— Given task —
Everything from the line holding "line in the photo below." through the last line below must be repeated exactly, and nothing else.

— Data provided —
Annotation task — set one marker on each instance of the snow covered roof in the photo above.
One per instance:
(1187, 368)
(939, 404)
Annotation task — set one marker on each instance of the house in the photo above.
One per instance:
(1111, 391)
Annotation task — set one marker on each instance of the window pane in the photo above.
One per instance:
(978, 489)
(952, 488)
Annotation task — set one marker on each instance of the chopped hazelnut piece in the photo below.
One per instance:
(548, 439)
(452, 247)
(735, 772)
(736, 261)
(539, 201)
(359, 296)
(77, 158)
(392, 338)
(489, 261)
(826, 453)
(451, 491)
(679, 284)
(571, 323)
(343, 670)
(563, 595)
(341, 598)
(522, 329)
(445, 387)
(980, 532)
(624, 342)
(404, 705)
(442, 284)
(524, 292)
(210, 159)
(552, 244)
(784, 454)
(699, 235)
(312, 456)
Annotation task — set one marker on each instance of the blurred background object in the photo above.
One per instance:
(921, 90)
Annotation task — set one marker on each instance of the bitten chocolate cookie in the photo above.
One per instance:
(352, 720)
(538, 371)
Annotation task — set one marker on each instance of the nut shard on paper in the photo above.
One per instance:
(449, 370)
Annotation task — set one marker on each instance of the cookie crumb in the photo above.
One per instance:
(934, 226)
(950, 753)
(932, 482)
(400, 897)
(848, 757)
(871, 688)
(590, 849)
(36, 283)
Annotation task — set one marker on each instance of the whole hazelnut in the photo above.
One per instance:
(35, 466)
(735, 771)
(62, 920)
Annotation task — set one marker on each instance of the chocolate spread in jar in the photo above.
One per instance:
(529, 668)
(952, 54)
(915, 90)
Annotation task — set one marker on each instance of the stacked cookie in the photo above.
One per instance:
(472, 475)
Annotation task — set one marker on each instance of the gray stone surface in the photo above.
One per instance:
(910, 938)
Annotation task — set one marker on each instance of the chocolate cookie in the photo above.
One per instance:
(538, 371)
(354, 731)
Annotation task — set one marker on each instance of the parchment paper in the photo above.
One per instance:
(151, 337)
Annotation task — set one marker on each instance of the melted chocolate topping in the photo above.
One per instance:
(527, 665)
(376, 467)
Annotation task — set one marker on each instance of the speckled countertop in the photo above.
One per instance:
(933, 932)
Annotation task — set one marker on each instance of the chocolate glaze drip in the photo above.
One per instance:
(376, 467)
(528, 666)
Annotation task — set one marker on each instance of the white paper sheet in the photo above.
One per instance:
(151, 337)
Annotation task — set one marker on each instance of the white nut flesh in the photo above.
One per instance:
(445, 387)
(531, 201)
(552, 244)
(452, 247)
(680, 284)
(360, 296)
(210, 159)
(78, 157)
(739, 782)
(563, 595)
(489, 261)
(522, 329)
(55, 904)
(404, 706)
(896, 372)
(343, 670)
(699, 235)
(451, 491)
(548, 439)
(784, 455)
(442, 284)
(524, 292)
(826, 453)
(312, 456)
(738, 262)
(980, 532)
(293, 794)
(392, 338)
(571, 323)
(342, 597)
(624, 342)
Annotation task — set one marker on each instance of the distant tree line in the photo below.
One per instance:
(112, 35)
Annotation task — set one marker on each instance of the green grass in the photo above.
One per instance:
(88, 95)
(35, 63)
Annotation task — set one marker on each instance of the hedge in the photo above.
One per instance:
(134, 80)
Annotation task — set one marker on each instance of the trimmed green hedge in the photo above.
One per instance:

— Complete output —
Annotation task — set one marker on each instance of the distant tree line in the photo below.
One per instance:
(112, 35)
Annotation task — set one marker on each instance of the green grass in the photo above.
One per instance:
(88, 95)
(35, 63)
Annotation task — set one marker on each instance of the hedge in the photo above.
One per instance:
(134, 80)
Annotation task — set one marker on each instance of the trimmed green hedge in the photo above.
One per instance:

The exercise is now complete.